● **BRIEF**: Please show each line of the data below that contains the string "MultiPolygon", copied in full. Case counts when matching.

● **TASK DATA**:

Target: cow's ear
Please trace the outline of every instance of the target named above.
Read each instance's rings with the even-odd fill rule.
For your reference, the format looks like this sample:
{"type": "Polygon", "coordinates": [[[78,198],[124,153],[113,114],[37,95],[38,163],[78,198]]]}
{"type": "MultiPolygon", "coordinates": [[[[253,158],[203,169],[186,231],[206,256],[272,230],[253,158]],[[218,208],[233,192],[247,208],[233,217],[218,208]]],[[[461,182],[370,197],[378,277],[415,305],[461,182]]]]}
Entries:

---

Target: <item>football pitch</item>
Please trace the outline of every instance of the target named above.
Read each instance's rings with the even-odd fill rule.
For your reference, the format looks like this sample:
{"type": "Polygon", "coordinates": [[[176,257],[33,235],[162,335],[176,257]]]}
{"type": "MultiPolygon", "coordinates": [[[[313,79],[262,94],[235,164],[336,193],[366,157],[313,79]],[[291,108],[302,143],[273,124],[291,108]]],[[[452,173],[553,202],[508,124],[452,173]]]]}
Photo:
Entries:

● **OUTPUT OF THE EXERCISE**:
{"type": "MultiPolygon", "coordinates": [[[[253,158],[203,169],[186,231],[206,256],[272,230],[253,158]],[[218,208],[233,192],[247,208],[233,217],[218,208]]],[[[461,182],[370,197],[378,277],[415,305],[461,182]]]]}
{"type": "MultiPolygon", "coordinates": [[[[313,79],[262,94],[235,164],[336,193],[366,157],[313,79]],[[291,108],[302,143],[273,124],[291,108]]],[[[452,173],[553,202],[508,124],[452,173]]]]}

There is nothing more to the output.